What you have to do —
Could you return the passage of the text extract starting at "We report M2 (Dahlmeier" and ending at "the beam size.", copied word for word?

Text extract —
---------------
Our LMs are Transformer (Vaswani et al., 2017) decoders (transformer_big) trained using the Tensor2Tensor library (Vaswani et al., 2018). We delay SGD updates (Stahlberg et al., 2018a; Saunders et al., 2018) with factor 2 to simulate 500K training steps with 8 GPUs on 4 physical GPUs. Training batches contain about 4K source and target tokens. Our LM training set comprises the monolingual news2015-news2018 English training sets333http://www.statmt.org/wmt19/translation-task.html from the WMT evaluation campaigns (Bojar et al., 2018) after language detection (Nakatani, 2010) (138M sentences) and subword segmentation using byte pair encoding (Sennrich et al., 2016c) with 32K merge operations. For decoding, we use our SGNMT tool (Stahlberg et al., 2017b, 2018b) with OpenFST backend (Allauzen et al., 2007).

2.3 Results

We report M2 (Dahlmeier and Ng, 2012) scores on the CoNLL-2014 test set (Ng et al., 2014) and span-based ERRANT scores (Bryant et al., 2017) on the BEA-2019 dev set (Bryant et al., 2019). On CoNLL-2014 we compare with the best published results with comparable amount of parallel training data. We refer to (Bryant et al., 2019) for a full comparison of BEA-2019 systems. We tune our systems on BEA-2019 and only report the performance on CoNLL-2014 for comparison to prior work.

Tab. 2 summarizes our low-resource experiments. Our substitution-only system already outperforms the prior work of Stahlberg et al. (2019). Allowing for deletions and insertions improves the ERRANT score on BEA-2019 Dev by 2.57 points. We report further gains on both test sets by ensembling two language models and increasing the beam size.

2.4 Differences Between CoNLL-2014 and BEA-2019 Dev

Our results in Tab. 2 differ significantly between the CoNLL-2014 test set and the BEA-2019 dev set. Allowing insertions is beneficial on BEA-2019 Dev but decreases the M2 score on CoNLL-2014. Increasing the beam size improves our system by 3.28 points on CoNLL-2014 while the impact on BEA-2019 Dev is smaller (+0.85 points). These differences can be partially explained by comparing the error type frequencies in the reference annotations in both test sets (Tab. 3). Samples in CoNLL-2014 generally need more corrections per sentence than in BEA-2019 Dev. More importantly, the CoNLL-2014 test set contains fewer missing words, but much more unnecessary words than BEA-2019 Dev. This mismatch tempers with tuning as we explicitly tune insertion and deletion penalties.
---------------
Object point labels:
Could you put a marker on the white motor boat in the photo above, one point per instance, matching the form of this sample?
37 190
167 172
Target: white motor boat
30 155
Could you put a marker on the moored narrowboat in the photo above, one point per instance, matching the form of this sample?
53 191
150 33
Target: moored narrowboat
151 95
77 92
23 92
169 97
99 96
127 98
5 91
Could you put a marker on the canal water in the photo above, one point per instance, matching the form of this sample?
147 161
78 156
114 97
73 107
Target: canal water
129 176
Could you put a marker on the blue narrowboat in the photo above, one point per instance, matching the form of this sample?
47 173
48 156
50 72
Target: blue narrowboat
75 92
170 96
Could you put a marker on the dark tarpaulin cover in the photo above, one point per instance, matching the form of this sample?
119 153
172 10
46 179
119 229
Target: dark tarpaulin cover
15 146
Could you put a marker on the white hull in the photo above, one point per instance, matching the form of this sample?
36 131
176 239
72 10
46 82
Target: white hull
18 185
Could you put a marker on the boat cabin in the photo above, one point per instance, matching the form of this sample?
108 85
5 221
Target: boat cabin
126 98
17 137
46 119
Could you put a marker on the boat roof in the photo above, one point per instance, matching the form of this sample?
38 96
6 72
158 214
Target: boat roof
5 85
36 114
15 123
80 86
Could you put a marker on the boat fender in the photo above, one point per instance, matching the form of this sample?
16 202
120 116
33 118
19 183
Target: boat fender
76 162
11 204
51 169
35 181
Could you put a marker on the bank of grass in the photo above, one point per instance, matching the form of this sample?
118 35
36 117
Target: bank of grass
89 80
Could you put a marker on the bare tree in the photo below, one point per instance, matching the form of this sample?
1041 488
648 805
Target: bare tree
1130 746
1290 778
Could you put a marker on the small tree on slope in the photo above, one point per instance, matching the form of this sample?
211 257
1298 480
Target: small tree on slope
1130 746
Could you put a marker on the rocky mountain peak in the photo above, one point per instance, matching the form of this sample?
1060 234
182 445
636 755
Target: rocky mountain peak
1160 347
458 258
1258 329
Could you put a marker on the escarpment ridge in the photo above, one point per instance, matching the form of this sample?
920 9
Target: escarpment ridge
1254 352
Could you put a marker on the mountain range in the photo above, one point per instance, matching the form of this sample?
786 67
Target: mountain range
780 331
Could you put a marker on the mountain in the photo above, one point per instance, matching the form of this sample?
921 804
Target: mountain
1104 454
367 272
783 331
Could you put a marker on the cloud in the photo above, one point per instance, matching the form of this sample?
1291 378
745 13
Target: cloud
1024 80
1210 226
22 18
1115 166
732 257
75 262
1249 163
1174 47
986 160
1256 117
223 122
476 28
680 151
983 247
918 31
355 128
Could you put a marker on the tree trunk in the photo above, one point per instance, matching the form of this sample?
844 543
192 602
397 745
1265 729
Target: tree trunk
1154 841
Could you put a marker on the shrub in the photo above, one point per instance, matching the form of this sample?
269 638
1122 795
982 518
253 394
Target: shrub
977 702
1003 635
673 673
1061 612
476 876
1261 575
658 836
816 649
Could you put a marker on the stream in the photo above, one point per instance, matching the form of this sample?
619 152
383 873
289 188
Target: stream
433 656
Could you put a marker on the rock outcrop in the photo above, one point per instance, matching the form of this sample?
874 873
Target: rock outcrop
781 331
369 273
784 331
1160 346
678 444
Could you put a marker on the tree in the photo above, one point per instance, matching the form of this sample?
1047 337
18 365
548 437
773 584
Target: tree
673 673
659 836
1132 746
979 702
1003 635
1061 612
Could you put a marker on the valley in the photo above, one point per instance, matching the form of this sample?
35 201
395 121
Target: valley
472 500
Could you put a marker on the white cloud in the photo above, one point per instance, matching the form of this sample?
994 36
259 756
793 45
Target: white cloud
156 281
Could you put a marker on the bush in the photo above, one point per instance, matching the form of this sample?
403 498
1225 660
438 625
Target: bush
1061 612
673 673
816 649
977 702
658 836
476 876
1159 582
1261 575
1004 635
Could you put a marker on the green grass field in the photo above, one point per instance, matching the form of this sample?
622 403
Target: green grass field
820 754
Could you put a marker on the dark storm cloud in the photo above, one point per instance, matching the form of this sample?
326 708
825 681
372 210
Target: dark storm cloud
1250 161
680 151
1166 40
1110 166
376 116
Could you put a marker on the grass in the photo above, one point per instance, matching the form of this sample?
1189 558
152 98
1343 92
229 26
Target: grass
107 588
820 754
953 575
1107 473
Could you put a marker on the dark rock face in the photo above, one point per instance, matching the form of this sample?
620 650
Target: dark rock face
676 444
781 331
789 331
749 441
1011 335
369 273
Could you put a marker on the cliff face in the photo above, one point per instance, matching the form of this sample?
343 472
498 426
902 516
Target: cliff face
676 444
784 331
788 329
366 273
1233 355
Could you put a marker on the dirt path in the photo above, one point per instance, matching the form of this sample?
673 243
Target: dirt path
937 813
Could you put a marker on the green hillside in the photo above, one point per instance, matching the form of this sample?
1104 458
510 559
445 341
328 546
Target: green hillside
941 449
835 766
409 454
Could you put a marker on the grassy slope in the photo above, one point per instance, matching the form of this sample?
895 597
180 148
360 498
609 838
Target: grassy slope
---------------
Complete response —
We report M2 (Dahlmeier and Ng, 2012) scores on the CoNLL-2014 test set (Ng et al., 2014) and span-based ERRANT scores (Bryant et al., 2017) on the BEA-2019 dev set (Bryant et al., 2019). On CoNLL-2014 we compare with the best published results with comparable amount of parallel training data. We refer to (Bryant et al., 2019) for a full comparison of BEA-2019 systems. We tune our systems on BEA-2019 and only report the performance on CoNLL-2014 for comparison to prior work.

Tab. 2 summarizes our low-resource experiments. Our substitution-only system already outperforms the prior work of Stahlberg et al. (2019). Allowing for deletions and insertions improves the ERRANT score on BEA-2019 Dev by 2.57 points. We report further gains on both test sets by ensembling two language models and increasing the beam size.